DOCUMENT TEXT
# # # # # # #

I may be wrong, but I don't think that they're penalizing commercial sites, or that they will use Base product listings to do so. Of course, it will help them price ads and determine other ways to monetize for profit.

Russ
October 6, 2006 - 1:36pm

I think Aaron's point was that Google would analyse the info currently being uploaded via Base and utilise the data to strip more commercial sites out of the organic listings thereby pushing businesses into more reliance on AdWords. That said, I think this will mainly apply to the broader / obvious keywords - I'm guessing niche terms will still remain relatively easy to work with?

October 6, 2006 - 4:08pm

Aaron:
Do you recommend using the google base store connector for you ebay, amazon, or yahoo store since it organizes you products better, for the search engine results?

Or...
Do you not recommend using the google base store connector since it will most likely take out your storefront from the organic search results since (there will be many similliar content stores as you), thus causing you to spend money on adwords for exposure?

October 6, 2006 - 5:44pm

He seems convinced that it is in Google's best interest to make sure that their order of listings is as relevant as possible, because readers are choosing them due their excellence at returning relevant results to key word searches.

He seems very sure of this, and insists that they could not survive the competition if they didn't hold their reputation for providing the most relevant search results.

But being relevant and being perceived as relevant are two different things.

And ads on the SERPs means there will generally almost always be at least a few relevant results for any commercial query.

HAVE heard that they engage in censorship, in areas that they don't agree with

Search is both about bringing good stuff to the top AND filtering out junk.

So Aaron, your saying that it is possible that stores that upload their store into the google base, will be considered commercial, (not organic), and therefor it will be more difficult for the store owners to rank for any search time that is competetive- since the organic, or natural search results will most likely show up before them/instead of them.

# # # # # # #

ENTRIES SHOWN
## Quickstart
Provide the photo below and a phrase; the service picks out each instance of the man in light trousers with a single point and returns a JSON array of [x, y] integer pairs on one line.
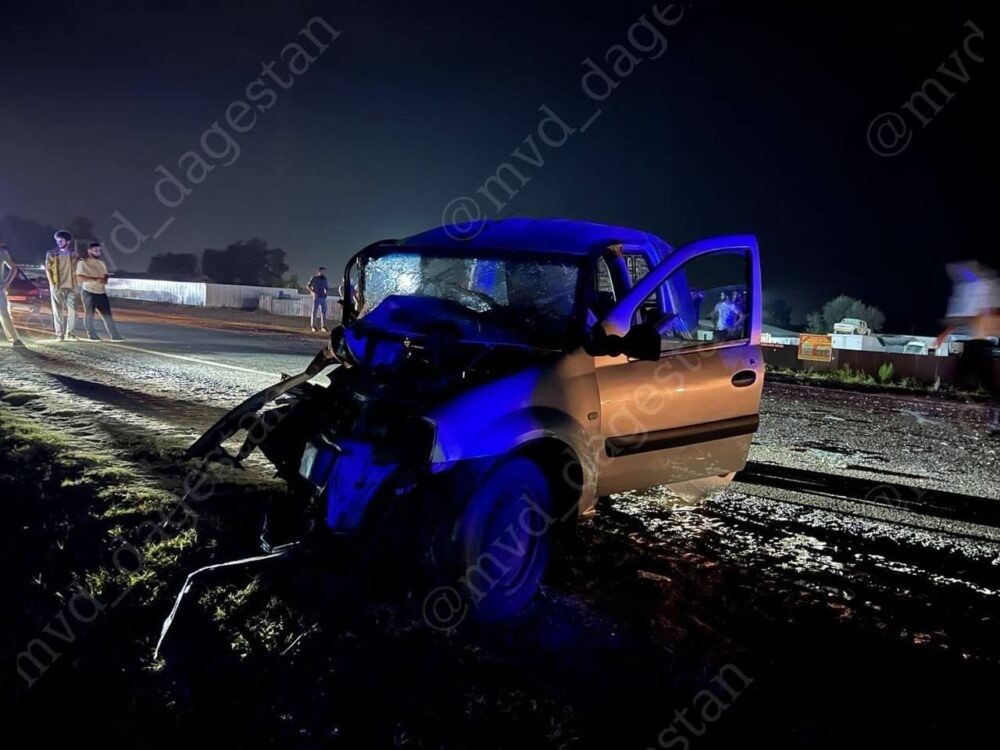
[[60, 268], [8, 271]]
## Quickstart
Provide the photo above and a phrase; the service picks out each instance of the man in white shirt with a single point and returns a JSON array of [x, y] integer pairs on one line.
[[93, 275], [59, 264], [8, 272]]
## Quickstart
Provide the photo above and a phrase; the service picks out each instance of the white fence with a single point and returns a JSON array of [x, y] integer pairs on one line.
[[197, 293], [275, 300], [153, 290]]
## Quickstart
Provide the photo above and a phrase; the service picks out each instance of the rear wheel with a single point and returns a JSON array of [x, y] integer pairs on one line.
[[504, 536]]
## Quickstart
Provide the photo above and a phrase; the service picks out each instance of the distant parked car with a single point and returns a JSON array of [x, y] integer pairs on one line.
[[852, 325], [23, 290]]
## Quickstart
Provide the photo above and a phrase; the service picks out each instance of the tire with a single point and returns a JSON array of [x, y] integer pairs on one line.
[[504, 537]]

# # # # # # #

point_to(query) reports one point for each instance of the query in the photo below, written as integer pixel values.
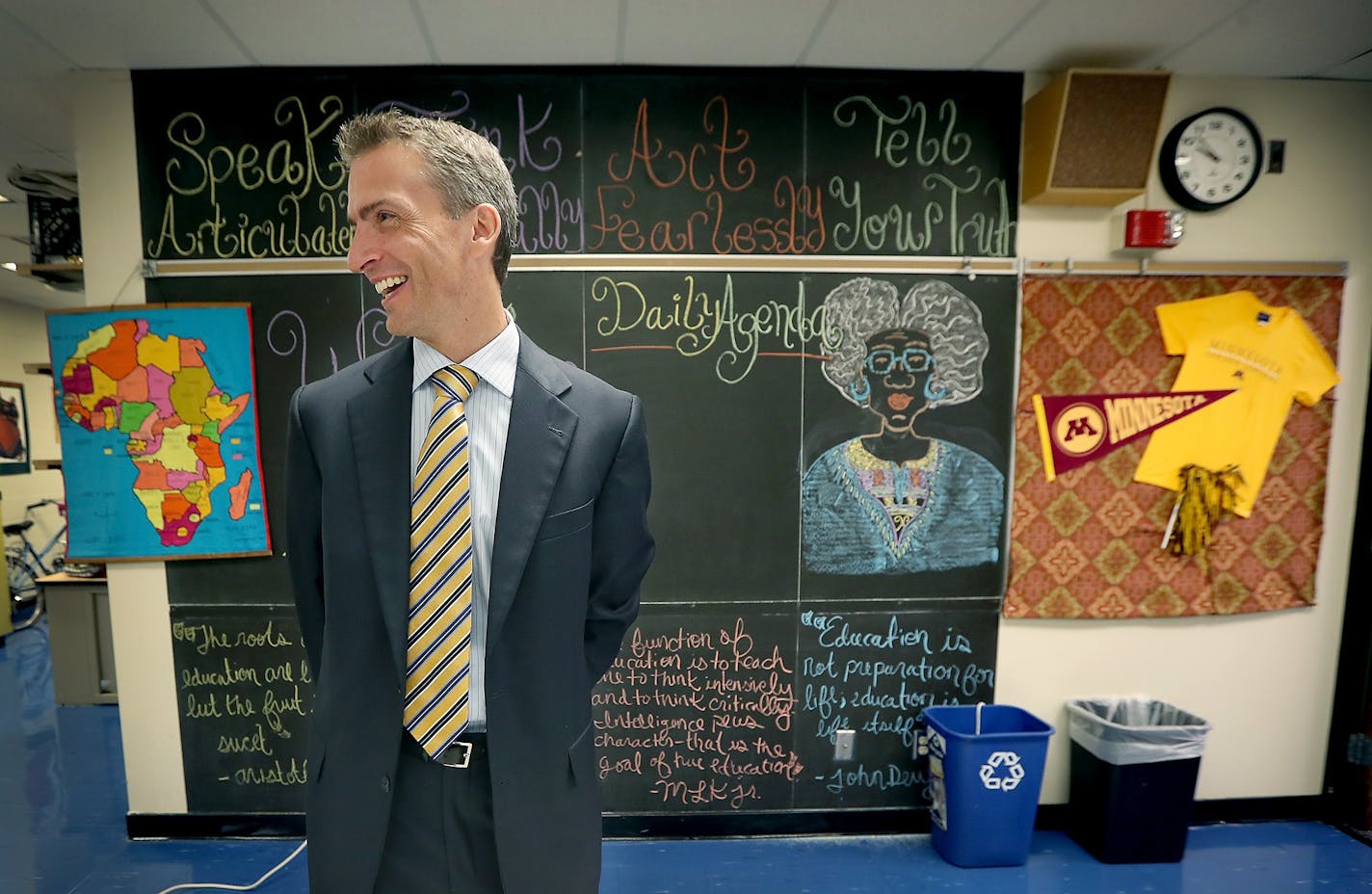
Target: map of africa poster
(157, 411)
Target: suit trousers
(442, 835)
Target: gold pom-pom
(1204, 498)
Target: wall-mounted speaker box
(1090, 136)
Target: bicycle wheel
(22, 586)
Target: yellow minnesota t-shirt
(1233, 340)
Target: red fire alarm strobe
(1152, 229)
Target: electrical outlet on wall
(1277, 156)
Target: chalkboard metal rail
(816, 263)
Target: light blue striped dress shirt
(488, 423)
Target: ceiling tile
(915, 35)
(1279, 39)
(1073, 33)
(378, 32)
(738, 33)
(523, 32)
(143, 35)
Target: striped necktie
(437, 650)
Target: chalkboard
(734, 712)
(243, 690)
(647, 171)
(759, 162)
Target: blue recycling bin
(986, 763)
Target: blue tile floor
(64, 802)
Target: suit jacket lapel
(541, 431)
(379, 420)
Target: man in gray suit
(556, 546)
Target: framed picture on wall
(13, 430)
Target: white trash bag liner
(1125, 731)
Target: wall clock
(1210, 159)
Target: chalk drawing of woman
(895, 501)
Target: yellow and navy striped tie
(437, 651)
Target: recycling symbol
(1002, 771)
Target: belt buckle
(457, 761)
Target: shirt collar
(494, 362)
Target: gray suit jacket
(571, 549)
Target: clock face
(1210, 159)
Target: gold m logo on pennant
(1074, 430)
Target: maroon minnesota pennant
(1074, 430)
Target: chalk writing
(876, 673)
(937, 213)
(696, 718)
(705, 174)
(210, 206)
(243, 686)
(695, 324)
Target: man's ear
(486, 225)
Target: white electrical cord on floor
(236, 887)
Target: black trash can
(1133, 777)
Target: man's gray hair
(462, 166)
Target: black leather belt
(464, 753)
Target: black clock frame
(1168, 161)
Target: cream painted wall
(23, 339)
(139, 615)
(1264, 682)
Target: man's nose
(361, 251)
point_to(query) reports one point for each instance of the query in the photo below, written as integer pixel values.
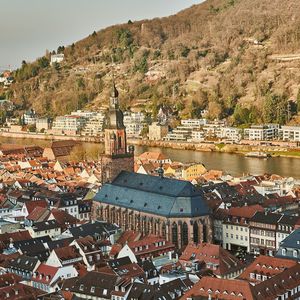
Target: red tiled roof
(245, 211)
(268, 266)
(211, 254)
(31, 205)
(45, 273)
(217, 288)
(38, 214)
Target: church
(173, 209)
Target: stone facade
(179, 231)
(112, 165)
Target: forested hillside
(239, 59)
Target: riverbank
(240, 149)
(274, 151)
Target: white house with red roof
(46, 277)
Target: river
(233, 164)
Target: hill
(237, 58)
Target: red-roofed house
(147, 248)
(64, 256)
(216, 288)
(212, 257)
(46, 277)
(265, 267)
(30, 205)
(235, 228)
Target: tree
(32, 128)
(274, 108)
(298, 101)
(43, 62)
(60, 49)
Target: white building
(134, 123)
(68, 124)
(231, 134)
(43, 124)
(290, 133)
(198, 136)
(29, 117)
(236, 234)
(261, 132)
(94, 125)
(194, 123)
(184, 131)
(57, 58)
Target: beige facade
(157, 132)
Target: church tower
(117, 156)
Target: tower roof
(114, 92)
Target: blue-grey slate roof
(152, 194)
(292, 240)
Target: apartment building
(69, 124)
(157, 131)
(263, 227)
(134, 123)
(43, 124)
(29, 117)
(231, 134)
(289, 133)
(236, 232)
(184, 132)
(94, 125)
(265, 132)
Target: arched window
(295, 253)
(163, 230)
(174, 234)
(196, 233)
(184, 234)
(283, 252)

# # # # # # #

WORK INSTRUCTION 1
Put this sentence from the forum discussion about Google Base into Spanish: "But being relevant and being perceived as relevant are two different things."
WORK INSTRUCTION 2
Write the next part of the forum discussion about Google Base and commercial sites, starting after its final post.

WRITTEN RESPONSE 1
Pero ser relevante y ser percibido como relevante son dos cosas distintas.

WRITTEN RESPONSE 2
Don't think of Google Base at something that will supress your rankings, think of it as a way for Google to be able to better classify pieces and types of information.

Do you recommend using the google base store connector for you ebay, amazon, or yahoo store since it organizes you products better, for the search engine results?

It probably won't hurt you to do it, but longterm most sites are going to get margin squeezed by all the major platform companies unless you end up creating your own strong brand or value add platform.

October 6, 2006 - 6:07pm

"It probably won't hurt you to do it, but longterm most sites are going to get margin squeezed by all the major platform companies unless you end up creating your own strong brand or value add platform."

Thank you Aaron, for that answer. The reason I asked is because I planned on promoting my storefront through seo and writing a few articles. If I found out that submitting to the google base platform would hamper my rankings, then obviously I would not submit.

Now I see what you are saying: that google base store connector is only a mechansim for better organizing items/info in or about your store in the search results.

October 6, 2006 - 6:08pm

"It probably won't hurt you to do it, but longterm most sites are going to get margin squeezed by all the major platform companies unless you end up creating your own strong brand or value add platform."

Thank you Aaron, for that answer. The reason I asked is because I planned on promoting my storefront through seo and writing a few articles. If I found out that submitting to the google base platform would hamper my rankings, then obviously I would not submit.

Now I see what you are saying: that google base store connector is only a mechansim for better organizing items/info in or about your store in the search results.